## Work order
Whichever lines of the entries hold the word "stone" should be identified and copied.

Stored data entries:
——

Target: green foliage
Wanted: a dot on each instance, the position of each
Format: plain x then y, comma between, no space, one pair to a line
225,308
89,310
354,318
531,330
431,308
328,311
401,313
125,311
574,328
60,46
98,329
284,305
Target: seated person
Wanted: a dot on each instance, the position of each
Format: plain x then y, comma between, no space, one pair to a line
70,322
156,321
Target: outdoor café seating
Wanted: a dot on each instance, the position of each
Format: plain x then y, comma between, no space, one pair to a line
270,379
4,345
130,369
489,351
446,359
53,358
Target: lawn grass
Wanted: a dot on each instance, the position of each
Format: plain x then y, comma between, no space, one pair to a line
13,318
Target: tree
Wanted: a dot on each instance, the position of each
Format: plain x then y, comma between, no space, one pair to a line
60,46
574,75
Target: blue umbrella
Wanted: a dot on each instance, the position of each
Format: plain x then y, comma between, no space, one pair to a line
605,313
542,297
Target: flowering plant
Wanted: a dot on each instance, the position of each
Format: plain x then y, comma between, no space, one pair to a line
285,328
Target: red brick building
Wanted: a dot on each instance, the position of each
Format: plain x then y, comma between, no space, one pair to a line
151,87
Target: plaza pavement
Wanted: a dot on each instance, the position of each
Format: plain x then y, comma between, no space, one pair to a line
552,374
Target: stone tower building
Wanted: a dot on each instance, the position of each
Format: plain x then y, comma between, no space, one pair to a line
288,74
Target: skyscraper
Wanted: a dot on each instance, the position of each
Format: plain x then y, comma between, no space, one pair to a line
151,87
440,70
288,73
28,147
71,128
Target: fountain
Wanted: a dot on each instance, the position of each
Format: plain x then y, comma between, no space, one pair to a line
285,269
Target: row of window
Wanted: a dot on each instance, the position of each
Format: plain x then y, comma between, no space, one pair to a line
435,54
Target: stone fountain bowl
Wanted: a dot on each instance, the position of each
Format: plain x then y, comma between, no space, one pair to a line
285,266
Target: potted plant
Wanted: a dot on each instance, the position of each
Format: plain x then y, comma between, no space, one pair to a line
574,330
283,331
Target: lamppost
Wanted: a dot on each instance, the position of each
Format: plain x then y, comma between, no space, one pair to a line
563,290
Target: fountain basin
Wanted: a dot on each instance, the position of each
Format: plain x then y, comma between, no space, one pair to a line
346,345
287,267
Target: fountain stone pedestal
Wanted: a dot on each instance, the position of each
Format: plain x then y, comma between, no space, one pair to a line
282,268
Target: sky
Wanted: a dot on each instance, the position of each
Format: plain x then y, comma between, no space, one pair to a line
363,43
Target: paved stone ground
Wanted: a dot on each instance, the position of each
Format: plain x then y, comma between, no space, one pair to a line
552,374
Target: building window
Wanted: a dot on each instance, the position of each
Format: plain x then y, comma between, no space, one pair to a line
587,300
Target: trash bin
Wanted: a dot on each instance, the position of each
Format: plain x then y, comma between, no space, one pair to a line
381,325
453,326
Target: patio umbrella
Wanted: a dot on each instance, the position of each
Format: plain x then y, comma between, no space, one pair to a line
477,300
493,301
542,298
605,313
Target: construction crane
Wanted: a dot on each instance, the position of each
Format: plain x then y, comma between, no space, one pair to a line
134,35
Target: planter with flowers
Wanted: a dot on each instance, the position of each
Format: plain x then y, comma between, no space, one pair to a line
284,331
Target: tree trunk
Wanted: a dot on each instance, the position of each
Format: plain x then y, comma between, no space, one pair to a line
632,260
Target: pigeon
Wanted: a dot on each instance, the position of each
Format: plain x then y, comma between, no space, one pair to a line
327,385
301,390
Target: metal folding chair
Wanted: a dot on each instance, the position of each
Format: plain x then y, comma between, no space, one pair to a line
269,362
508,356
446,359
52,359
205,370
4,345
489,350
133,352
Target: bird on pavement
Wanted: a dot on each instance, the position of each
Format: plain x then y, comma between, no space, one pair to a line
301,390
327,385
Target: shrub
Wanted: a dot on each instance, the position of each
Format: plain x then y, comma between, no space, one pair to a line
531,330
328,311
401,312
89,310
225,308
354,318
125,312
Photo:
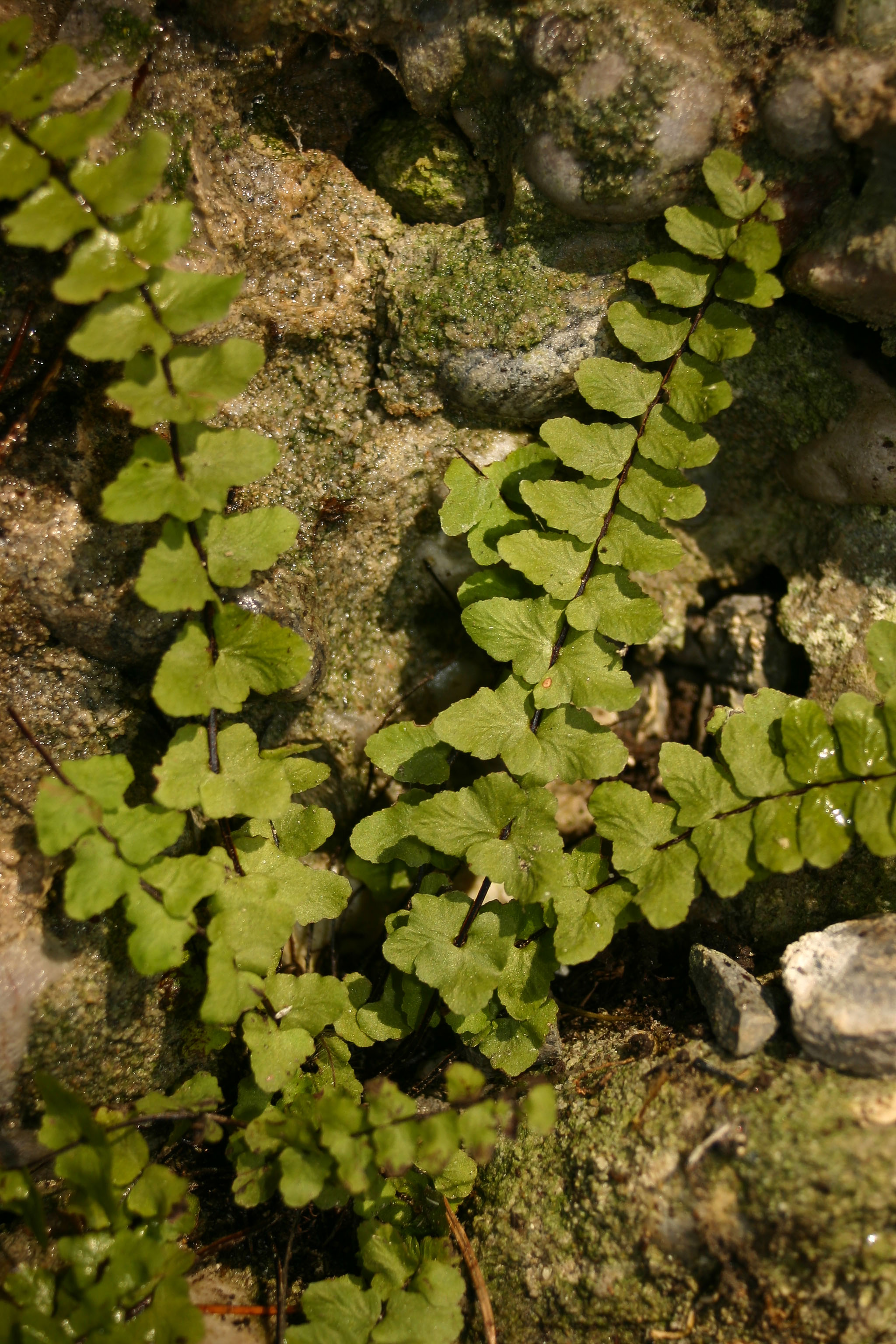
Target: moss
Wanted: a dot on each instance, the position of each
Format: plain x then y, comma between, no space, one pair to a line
618,1226
456,288
425,171
126,37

——

## Task solution
Target: stone tower building
Target: stone fountain bowl
Target: fountain stone pedestal
Target: paved stone ground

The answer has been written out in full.